*REQUIREMENTS:*
Each line that follows is to be retyped exactly.

*DATA SECTION:*
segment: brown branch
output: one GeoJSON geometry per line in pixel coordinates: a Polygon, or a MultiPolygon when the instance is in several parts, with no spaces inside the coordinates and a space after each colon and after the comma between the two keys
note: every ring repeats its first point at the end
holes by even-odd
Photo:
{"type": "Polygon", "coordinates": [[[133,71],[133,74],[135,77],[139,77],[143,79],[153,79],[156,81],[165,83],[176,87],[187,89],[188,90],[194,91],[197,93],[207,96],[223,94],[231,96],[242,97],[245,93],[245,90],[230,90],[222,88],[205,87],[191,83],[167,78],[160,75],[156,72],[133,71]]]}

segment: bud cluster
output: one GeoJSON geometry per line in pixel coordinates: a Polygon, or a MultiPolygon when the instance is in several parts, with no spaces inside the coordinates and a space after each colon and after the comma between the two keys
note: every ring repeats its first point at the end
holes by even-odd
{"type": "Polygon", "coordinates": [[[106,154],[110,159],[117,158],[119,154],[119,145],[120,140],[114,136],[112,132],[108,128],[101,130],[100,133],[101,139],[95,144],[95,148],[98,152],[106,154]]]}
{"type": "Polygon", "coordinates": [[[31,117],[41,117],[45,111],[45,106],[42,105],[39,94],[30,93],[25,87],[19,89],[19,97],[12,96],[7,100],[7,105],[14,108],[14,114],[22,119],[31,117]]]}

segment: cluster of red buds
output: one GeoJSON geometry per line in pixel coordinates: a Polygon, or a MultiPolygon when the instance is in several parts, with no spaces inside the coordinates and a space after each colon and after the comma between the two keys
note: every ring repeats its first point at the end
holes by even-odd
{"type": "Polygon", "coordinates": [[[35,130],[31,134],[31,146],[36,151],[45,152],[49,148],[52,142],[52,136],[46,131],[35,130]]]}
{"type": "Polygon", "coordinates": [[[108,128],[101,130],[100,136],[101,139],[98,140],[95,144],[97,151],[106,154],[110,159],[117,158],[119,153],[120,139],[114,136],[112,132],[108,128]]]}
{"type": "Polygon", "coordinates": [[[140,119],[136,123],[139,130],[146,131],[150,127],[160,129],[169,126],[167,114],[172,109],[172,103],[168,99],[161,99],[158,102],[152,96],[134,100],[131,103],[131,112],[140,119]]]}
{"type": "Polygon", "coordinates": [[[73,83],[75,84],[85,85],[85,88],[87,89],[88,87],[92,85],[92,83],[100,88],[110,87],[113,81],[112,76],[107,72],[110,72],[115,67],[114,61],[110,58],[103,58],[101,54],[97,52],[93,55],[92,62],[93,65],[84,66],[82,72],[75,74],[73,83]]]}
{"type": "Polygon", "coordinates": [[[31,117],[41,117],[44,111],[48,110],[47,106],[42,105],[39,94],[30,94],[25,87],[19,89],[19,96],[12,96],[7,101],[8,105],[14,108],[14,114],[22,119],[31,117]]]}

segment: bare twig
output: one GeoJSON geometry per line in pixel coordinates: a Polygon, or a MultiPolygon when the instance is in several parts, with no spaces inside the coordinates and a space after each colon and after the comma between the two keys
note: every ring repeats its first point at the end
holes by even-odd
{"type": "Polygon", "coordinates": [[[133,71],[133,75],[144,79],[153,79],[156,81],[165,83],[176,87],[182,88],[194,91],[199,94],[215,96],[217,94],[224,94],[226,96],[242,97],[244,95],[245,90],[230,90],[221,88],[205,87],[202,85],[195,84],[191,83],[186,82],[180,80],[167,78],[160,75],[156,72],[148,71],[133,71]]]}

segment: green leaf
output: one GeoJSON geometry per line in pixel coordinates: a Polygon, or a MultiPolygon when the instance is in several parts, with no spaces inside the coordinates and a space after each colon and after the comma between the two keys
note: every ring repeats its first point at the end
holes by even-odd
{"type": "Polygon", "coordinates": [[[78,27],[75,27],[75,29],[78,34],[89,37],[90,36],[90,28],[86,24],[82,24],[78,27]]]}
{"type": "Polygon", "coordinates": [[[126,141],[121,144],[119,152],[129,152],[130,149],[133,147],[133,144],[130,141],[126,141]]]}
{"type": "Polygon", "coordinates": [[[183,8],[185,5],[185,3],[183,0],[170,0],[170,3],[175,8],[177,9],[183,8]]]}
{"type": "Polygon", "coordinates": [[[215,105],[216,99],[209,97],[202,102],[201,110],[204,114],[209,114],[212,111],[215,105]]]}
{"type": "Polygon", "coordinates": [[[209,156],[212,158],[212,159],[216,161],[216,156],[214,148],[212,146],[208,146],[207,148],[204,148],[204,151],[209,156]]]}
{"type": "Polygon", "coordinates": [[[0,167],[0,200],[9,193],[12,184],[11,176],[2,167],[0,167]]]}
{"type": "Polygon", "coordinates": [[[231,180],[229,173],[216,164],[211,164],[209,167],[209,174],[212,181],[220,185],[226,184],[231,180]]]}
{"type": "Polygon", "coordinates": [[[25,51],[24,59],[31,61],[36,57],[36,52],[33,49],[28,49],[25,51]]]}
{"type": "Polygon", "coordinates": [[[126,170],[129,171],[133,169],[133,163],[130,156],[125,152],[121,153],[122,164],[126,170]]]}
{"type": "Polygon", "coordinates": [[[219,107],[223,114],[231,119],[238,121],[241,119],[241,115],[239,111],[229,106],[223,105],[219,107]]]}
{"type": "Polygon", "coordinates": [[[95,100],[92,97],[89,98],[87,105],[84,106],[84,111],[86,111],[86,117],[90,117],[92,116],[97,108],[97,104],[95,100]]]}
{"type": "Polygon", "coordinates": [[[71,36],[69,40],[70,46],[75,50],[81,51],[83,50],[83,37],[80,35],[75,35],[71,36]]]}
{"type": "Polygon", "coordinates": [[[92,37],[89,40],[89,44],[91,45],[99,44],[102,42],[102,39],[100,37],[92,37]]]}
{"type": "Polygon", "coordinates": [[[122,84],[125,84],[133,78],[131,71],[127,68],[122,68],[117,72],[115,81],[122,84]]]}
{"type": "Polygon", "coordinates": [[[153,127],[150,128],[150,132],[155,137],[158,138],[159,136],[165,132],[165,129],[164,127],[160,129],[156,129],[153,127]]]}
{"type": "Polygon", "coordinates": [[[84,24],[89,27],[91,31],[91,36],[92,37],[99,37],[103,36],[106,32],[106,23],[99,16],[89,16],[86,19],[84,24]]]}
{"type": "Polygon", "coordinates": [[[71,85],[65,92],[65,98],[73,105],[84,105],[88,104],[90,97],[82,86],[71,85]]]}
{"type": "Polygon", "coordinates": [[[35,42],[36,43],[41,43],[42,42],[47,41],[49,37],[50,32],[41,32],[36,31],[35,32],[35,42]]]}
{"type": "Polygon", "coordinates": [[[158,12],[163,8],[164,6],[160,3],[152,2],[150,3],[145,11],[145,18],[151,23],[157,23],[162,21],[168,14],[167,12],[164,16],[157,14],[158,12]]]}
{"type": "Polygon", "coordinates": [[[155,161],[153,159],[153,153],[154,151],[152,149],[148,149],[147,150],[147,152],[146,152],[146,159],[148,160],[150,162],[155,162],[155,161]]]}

*COMPLETE ANSWER:*
segment: brown branch
output: one GeoJSON geometry per line in pixel coordinates: a Polygon, or a MultiPolygon when the instance is in several parts, with no spaces inside the coordinates and a space after each colon and after the comma between the two keys
note: every ring repeats its first point at the end
holes by even-odd
Photo:
{"type": "Polygon", "coordinates": [[[133,71],[133,74],[135,77],[139,77],[143,79],[153,79],[156,81],[165,83],[176,87],[187,89],[188,90],[194,91],[197,93],[207,96],[223,94],[231,96],[242,97],[245,93],[245,90],[230,90],[222,88],[205,87],[191,83],[167,78],[160,75],[156,72],[133,71]]]}

segment: bud cluster
output: one GeoJSON geometry per line in pixel coordinates: a Polygon, or a MultiPolygon when the instance is in several parts, with no spaces inside the coordinates and a space after each colon and after the comma between the two keys
note: every ring repeats its first point at the end
holes by even-odd
{"type": "Polygon", "coordinates": [[[106,154],[110,159],[117,158],[119,154],[119,145],[120,140],[114,136],[112,132],[108,128],[101,130],[100,133],[101,139],[95,144],[95,148],[98,152],[106,154]]]}
{"type": "Polygon", "coordinates": [[[31,117],[41,117],[45,111],[45,106],[42,105],[39,94],[30,93],[25,87],[19,89],[19,97],[12,96],[7,100],[7,105],[14,108],[14,114],[22,119],[31,117]]]}

segment: cluster of red buds
output: one GeoJSON geometry per line in pixel coordinates: a Polygon, or a MultiPolygon when the instance is in several parts, with no spaces inside the coordinates and a space after each colon and after the comma between the two keys
note: every ring repeats its first point at the end
holes by even-odd
{"type": "Polygon", "coordinates": [[[35,130],[31,134],[31,146],[36,151],[45,152],[49,148],[52,142],[52,136],[46,131],[35,130]]]}
{"type": "Polygon", "coordinates": [[[108,128],[101,130],[100,136],[101,139],[98,140],[95,144],[97,151],[106,154],[110,159],[117,158],[119,153],[120,139],[114,136],[112,132],[108,128]]]}
{"type": "Polygon", "coordinates": [[[140,119],[136,123],[139,130],[146,131],[150,127],[160,129],[169,126],[167,114],[172,109],[172,103],[168,99],[161,99],[158,102],[152,96],[134,100],[131,103],[131,112],[140,119]]]}
{"type": "Polygon", "coordinates": [[[73,83],[75,84],[85,85],[85,88],[87,89],[88,87],[92,85],[92,83],[100,88],[110,87],[113,81],[112,76],[107,72],[110,72],[115,67],[114,61],[110,58],[103,58],[101,54],[97,52],[93,55],[92,62],[93,65],[84,66],[82,72],[75,74],[73,83]]]}
{"type": "Polygon", "coordinates": [[[31,117],[41,117],[44,111],[48,110],[47,106],[42,105],[39,94],[30,94],[25,87],[19,89],[19,96],[12,96],[7,101],[8,105],[14,108],[14,114],[22,119],[31,117]]]}

segment: bare twig
output: one GeoJSON geometry per line in pixel coordinates: a Polygon, or a MultiPolygon when the instance is in several parts, with no spaces inside the coordinates and a space after each colon and after the comma between the two keys
note: every ring repeats its first point at the end
holes by even-odd
{"type": "Polygon", "coordinates": [[[133,71],[133,75],[144,79],[153,79],[156,81],[165,83],[176,87],[182,88],[194,91],[199,94],[215,96],[217,94],[224,94],[226,96],[242,97],[244,95],[245,90],[230,90],[221,88],[205,87],[202,85],[195,84],[191,83],[186,82],[180,80],[167,78],[160,75],[156,72],[148,71],[133,71]]]}

segment: green leaf
output: one GeoJSON geometry per line in pixel coordinates: a Polygon, or a MultiPolygon when the instance is in several parts, with no spaces inside the coordinates and a space after each colon and after the comma between the two keys
note: every ring repeats its first point at the end
holes by even-odd
{"type": "Polygon", "coordinates": [[[78,27],[75,27],[75,29],[78,34],[89,37],[90,36],[90,28],[86,24],[82,24],[78,27]]]}
{"type": "Polygon", "coordinates": [[[126,141],[121,144],[119,152],[129,152],[130,149],[133,147],[133,144],[130,141],[126,141]]]}
{"type": "Polygon", "coordinates": [[[183,8],[185,5],[185,3],[183,0],[170,0],[170,3],[175,8],[177,9],[183,8]]]}
{"type": "Polygon", "coordinates": [[[215,105],[216,99],[209,97],[202,102],[201,110],[204,114],[209,114],[212,111],[215,105]]]}
{"type": "Polygon", "coordinates": [[[209,156],[212,158],[212,159],[216,161],[216,156],[214,148],[212,146],[208,146],[207,148],[204,148],[204,151],[209,156]]]}
{"type": "Polygon", "coordinates": [[[0,167],[0,200],[9,193],[12,184],[11,176],[2,167],[0,167]]]}
{"type": "Polygon", "coordinates": [[[231,180],[229,173],[216,164],[211,164],[209,167],[209,174],[212,181],[220,185],[226,184],[231,180]]]}
{"type": "Polygon", "coordinates": [[[25,51],[24,59],[31,61],[36,57],[36,52],[33,49],[28,49],[25,51]]]}
{"type": "Polygon", "coordinates": [[[126,170],[129,171],[133,169],[133,163],[130,156],[125,152],[121,153],[122,164],[126,170]]]}
{"type": "Polygon", "coordinates": [[[219,107],[223,114],[231,119],[238,121],[241,119],[241,115],[239,111],[229,106],[223,105],[219,107]]]}
{"type": "Polygon", "coordinates": [[[95,100],[92,97],[89,98],[87,105],[84,106],[84,111],[86,111],[86,117],[90,117],[92,116],[97,108],[97,104],[95,100]]]}
{"type": "Polygon", "coordinates": [[[71,36],[69,40],[70,46],[75,50],[81,51],[83,50],[83,37],[80,35],[75,35],[71,36]]]}
{"type": "Polygon", "coordinates": [[[92,37],[89,40],[89,44],[91,45],[99,44],[102,42],[102,39],[100,37],[92,37]]]}
{"type": "Polygon", "coordinates": [[[122,84],[125,84],[133,78],[131,71],[127,68],[122,68],[117,72],[115,81],[122,84]]]}
{"type": "Polygon", "coordinates": [[[153,127],[150,128],[150,132],[155,137],[158,138],[159,136],[165,132],[165,129],[164,127],[160,129],[156,129],[153,127]]]}
{"type": "Polygon", "coordinates": [[[84,24],[89,27],[91,31],[91,36],[92,37],[99,37],[103,36],[106,32],[106,23],[99,16],[89,16],[86,19],[84,24]]]}
{"type": "Polygon", "coordinates": [[[71,85],[65,92],[65,98],[73,105],[84,105],[88,104],[90,97],[82,86],[71,85]]]}
{"type": "Polygon", "coordinates": [[[35,42],[36,43],[41,43],[42,42],[47,41],[49,37],[50,32],[41,32],[36,31],[35,32],[35,42]]]}
{"type": "Polygon", "coordinates": [[[158,12],[163,8],[164,6],[160,3],[152,2],[150,3],[145,11],[145,18],[151,23],[157,23],[162,21],[168,14],[167,12],[164,16],[157,14],[158,12]]]}
{"type": "Polygon", "coordinates": [[[155,161],[153,159],[153,153],[154,151],[152,149],[148,149],[147,150],[147,152],[146,152],[146,159],[148,160],[150,162],[155,162],[155,161]]]}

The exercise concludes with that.